** Start **

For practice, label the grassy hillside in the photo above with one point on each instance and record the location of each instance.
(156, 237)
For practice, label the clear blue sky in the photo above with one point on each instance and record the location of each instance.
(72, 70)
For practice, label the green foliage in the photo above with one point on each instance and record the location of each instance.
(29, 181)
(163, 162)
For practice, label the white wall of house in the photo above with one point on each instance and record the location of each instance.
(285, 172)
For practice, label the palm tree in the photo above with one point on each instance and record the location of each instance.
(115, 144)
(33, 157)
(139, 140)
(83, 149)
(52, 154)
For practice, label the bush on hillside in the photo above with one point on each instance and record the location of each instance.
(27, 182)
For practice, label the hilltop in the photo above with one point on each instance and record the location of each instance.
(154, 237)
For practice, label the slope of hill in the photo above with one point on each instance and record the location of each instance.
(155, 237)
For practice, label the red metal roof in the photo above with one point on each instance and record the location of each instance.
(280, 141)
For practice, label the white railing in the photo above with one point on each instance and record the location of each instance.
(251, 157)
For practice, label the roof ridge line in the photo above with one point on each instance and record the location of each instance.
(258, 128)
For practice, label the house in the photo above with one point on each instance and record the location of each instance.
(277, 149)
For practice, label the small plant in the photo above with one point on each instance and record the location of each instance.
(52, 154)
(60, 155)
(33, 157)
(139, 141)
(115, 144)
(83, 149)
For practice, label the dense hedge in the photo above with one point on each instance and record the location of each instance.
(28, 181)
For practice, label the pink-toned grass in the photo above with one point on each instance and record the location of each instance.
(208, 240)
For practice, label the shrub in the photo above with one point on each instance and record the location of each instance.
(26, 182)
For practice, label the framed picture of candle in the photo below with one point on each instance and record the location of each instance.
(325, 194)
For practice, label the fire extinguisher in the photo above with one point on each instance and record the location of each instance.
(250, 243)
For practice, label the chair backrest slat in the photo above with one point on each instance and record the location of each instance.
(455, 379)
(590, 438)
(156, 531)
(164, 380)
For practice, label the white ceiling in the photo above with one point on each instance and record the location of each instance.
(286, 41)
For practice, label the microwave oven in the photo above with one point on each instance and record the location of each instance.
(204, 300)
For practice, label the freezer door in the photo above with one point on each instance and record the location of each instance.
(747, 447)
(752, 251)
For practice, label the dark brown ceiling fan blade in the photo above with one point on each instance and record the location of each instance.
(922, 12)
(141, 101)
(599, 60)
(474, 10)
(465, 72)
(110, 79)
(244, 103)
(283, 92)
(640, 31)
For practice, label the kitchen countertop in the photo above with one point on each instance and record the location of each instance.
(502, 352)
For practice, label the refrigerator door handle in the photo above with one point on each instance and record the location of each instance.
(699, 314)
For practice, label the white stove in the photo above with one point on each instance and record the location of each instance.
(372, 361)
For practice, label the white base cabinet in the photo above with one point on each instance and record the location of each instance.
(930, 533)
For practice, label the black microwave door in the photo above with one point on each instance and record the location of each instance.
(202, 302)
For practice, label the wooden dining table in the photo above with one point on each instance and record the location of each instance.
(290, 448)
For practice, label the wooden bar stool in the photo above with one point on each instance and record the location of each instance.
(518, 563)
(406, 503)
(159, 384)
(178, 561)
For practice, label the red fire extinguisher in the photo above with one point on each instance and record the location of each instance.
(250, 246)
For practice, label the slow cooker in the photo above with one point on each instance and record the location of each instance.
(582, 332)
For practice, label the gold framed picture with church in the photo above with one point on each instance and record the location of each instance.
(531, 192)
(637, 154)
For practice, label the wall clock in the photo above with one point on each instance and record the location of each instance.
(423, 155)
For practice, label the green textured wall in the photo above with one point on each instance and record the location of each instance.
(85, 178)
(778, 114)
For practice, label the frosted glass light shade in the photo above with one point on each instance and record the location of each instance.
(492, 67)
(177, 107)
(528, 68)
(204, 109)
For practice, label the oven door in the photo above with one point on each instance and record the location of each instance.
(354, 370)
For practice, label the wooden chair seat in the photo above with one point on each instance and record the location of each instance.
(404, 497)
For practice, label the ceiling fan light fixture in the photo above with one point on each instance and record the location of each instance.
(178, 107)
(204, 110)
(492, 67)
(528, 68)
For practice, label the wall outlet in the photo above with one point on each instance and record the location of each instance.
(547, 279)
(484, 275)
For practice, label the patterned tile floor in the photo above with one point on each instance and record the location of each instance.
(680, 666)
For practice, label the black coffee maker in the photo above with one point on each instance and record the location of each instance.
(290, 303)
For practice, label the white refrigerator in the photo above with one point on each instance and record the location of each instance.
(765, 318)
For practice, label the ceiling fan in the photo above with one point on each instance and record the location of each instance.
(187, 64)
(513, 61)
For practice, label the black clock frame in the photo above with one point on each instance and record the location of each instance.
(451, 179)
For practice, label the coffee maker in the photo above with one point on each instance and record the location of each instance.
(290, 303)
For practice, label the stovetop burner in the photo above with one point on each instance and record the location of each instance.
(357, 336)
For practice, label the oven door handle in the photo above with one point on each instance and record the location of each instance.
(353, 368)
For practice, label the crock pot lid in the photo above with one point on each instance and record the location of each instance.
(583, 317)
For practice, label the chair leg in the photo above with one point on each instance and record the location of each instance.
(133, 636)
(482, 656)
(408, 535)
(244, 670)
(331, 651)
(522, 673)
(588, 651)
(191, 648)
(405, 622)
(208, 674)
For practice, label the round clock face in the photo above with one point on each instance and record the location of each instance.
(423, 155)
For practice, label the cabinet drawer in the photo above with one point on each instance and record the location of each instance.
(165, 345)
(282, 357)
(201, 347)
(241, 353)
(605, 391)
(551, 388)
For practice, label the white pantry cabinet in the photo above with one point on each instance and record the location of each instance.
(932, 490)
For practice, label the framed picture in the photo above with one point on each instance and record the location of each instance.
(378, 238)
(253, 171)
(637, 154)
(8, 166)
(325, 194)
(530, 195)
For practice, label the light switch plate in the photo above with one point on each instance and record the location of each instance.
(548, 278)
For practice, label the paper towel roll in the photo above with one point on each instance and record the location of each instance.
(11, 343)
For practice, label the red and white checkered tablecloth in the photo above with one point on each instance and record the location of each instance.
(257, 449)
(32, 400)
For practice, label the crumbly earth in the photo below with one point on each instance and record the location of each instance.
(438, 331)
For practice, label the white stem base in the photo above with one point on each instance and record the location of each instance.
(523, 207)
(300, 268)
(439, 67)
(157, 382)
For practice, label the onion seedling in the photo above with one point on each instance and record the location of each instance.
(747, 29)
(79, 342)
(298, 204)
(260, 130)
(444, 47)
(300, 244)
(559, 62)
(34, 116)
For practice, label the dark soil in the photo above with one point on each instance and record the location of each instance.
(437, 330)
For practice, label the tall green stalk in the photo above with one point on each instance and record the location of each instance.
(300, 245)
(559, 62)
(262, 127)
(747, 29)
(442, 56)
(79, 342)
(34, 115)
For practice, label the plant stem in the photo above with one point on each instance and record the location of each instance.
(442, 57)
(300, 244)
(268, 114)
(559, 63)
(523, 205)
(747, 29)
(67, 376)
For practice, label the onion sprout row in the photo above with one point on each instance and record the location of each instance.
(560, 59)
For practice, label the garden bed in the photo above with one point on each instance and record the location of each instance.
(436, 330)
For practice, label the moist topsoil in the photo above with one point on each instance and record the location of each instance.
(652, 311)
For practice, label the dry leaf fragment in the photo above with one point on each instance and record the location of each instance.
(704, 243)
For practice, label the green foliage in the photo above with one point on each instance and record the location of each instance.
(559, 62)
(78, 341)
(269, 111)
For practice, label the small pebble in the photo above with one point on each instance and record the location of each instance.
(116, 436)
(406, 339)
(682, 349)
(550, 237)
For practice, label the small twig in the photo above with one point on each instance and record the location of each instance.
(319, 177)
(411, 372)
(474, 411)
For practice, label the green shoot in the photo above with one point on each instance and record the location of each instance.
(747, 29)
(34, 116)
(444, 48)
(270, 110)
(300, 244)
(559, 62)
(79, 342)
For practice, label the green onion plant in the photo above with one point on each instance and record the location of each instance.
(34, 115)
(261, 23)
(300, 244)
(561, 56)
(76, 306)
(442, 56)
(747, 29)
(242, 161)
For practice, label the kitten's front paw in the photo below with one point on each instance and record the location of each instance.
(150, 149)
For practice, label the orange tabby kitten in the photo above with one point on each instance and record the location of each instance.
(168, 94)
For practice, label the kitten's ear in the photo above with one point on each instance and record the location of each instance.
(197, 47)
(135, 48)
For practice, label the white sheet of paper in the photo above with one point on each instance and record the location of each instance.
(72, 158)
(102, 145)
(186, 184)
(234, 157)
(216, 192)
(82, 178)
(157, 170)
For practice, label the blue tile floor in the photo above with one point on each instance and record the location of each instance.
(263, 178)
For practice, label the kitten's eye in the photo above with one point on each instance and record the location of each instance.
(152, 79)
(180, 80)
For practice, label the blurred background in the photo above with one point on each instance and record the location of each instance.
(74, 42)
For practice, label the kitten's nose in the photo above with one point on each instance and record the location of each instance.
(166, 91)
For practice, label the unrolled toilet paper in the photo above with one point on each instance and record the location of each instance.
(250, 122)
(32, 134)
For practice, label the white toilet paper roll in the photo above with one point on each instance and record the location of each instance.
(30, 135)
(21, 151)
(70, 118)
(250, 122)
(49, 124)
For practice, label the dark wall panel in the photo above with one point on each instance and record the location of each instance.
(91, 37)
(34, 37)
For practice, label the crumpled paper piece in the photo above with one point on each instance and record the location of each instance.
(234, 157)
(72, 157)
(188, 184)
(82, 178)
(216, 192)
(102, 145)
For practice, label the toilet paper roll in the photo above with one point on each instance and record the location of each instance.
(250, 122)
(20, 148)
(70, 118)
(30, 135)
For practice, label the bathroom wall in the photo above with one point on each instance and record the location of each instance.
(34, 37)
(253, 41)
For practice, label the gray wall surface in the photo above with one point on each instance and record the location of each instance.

** End **

▶ **REQUIREMENT**
Set out exactly the run of lines that begins at the line holding "For practice, label the blue" and ends at the last line of the data.

▶ **FINAL RESULT**
For practice, label the blue tile floor in the photo above with one point on each instance and record the location of each instance.
(263, 178)
For practice, label the kitten's eye in the photo above with one point on each instance and record the location of each instance.
(152, 79)
(180, 80)
For practice, label the blurred background in the photo above with one point on each instance and record the location of each instance.
(74, 42)
For practice, label the kitten's nose in the photo above with one point on each instance and record the location of each instance.
(166, 91)
For practice, label the unrolled toilet paper in the photo above with one point on each instance and record the location of each instance.
(250, 122)
(32, 134)
For practice, label the white toilet paper roll in the photo above with one point on each instance and record the location of each instance.
(30, 135)
(21, 151)
(70, 118)
(250, 122)
(49, 124)
For practice, label the dark wall panel in the photo above with one point on each instance and record the location of each instance.
(91, 37)
(34, 37)
For practice, label the crumpled paper piece in the photo above with one point on each instance and record the location of each instance.
(234, 157)
(72, 157)
(188, 184)
(82, 178)
(216, 192)
(102, 145)
For practice, label the toilet paper roll in the photo above with one point on each instance and record the location of each instance.
(250, 122)
(20, 148)
(70, 118)
(30, 135)
For practice, label the bathroom wall in the photo above with one point on each instance and record the location of each instance.
(34, 37)
(253, 41)
For practice, label the gray wall surface in the photo above with one point on each instance and record the location of each instance.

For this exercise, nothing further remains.